What the task requires
Pick out every line of the items below that holds the string "area", where uppercase and lowercase count as different.

--------

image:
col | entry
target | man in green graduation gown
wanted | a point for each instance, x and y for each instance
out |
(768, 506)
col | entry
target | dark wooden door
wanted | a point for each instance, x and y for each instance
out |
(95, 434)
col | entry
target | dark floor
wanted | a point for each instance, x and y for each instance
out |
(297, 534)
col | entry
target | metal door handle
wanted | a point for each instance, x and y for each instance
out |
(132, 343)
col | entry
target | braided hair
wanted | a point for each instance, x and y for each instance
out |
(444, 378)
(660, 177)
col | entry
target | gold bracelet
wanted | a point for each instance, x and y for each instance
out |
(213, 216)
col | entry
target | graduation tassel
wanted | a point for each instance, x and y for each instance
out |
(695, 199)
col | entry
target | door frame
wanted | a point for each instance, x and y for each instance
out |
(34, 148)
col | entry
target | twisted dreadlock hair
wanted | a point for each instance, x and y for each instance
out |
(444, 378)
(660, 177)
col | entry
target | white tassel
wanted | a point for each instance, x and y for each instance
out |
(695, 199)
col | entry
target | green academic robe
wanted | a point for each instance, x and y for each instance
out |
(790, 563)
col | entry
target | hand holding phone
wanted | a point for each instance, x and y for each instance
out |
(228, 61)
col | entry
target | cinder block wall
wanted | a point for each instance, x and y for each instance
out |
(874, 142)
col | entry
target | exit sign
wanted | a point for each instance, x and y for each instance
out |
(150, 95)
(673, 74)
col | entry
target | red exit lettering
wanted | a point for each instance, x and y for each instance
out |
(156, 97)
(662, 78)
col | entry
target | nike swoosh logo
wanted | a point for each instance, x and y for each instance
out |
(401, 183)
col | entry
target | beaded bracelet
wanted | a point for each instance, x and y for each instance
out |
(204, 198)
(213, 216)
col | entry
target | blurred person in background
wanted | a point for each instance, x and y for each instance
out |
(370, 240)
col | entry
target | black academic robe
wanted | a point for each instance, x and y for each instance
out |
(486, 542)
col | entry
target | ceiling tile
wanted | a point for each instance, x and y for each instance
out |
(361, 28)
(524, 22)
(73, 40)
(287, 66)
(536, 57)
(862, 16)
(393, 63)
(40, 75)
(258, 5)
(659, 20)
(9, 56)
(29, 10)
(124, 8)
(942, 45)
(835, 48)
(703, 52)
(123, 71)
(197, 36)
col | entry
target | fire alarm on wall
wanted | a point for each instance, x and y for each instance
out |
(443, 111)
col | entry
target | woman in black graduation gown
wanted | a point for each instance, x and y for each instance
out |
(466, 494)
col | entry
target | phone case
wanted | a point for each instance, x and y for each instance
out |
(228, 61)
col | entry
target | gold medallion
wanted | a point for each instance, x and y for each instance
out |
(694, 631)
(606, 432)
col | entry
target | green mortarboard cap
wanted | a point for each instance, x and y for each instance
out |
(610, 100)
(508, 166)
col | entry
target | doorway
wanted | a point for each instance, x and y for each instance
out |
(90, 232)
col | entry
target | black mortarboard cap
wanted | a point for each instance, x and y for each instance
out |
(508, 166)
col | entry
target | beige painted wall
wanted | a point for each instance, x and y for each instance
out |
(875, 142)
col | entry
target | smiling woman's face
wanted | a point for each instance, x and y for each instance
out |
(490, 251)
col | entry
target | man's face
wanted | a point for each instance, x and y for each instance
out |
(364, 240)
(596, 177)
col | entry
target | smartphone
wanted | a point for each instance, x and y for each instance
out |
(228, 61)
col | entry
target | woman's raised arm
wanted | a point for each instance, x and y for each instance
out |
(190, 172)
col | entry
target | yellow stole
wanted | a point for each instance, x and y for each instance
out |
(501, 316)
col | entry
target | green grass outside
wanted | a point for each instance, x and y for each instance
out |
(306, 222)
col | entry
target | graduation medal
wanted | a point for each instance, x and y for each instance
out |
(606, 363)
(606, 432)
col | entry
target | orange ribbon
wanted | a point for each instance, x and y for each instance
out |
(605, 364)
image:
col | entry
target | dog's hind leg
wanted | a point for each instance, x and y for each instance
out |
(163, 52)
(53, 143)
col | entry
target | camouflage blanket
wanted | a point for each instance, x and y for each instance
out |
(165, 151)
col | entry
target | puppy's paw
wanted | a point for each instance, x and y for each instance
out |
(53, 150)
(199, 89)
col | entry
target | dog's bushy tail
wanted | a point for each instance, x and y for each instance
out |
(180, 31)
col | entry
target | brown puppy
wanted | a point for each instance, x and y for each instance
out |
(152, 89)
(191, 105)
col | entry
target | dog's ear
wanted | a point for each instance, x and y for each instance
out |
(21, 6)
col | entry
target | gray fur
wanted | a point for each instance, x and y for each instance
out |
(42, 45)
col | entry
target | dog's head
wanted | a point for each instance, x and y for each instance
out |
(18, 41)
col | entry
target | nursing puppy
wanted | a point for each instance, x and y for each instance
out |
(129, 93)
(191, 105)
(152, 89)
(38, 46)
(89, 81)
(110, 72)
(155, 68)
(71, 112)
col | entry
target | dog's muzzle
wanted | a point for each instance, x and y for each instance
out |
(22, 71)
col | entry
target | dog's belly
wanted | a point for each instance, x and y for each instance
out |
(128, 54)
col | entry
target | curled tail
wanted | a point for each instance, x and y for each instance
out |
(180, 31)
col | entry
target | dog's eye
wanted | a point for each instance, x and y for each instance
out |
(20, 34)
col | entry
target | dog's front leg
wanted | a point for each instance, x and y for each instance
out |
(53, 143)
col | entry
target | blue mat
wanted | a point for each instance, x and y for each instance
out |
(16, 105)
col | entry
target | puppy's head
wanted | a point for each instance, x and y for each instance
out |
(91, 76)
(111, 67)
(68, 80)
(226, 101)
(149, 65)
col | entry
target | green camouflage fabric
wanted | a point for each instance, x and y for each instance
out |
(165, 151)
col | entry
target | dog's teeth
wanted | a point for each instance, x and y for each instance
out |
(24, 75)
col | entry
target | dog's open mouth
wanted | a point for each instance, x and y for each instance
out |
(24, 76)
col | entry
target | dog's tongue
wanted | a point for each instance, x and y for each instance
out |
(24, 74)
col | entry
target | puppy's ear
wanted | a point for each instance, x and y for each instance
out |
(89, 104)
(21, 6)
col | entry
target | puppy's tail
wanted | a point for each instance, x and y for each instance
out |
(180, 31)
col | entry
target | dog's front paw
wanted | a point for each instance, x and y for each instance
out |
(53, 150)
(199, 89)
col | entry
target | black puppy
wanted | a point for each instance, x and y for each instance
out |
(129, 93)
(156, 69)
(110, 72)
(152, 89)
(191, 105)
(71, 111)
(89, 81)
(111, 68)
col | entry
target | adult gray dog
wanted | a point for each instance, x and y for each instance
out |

--------

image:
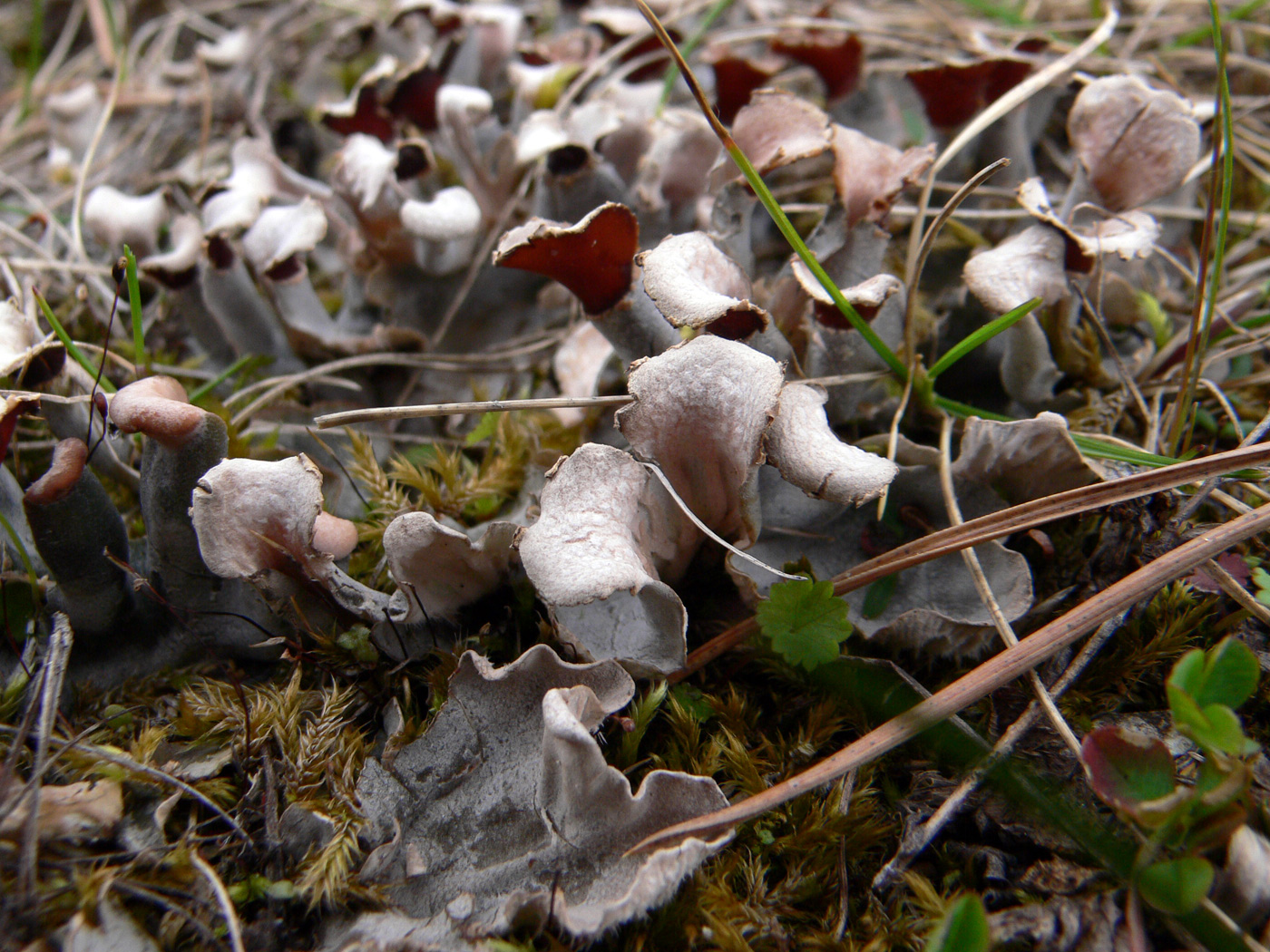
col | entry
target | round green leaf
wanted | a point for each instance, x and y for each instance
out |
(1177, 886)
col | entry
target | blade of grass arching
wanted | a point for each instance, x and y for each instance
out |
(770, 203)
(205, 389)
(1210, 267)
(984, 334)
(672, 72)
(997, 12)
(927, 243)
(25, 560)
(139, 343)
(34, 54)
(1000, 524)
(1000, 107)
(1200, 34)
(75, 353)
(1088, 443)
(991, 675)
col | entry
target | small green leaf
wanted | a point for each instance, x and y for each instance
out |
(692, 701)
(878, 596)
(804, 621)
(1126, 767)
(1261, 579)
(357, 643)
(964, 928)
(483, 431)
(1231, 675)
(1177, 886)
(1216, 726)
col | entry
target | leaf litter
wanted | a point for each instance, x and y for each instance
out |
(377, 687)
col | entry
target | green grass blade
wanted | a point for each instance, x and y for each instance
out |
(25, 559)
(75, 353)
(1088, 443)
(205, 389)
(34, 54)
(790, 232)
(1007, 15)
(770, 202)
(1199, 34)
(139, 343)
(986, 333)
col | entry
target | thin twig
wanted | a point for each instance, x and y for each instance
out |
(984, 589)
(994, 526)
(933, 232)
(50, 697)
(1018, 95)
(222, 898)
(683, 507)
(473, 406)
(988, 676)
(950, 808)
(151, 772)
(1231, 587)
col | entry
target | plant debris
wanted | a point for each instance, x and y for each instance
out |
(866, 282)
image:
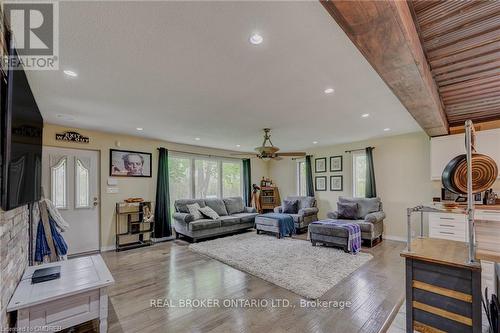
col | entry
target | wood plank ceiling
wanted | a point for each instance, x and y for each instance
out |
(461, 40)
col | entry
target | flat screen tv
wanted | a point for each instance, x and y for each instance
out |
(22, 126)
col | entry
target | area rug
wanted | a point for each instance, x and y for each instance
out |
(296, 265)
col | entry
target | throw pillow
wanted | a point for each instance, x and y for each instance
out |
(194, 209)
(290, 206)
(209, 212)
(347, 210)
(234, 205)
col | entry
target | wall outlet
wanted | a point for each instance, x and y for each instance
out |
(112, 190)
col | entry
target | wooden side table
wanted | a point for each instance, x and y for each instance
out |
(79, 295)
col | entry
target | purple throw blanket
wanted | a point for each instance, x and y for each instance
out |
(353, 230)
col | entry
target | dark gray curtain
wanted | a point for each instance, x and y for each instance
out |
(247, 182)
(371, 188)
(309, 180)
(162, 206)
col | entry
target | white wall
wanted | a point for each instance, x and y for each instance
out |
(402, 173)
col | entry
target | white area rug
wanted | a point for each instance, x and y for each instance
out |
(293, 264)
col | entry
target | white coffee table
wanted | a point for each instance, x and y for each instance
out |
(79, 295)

--------

Complete response
target | area rug
target | white area rug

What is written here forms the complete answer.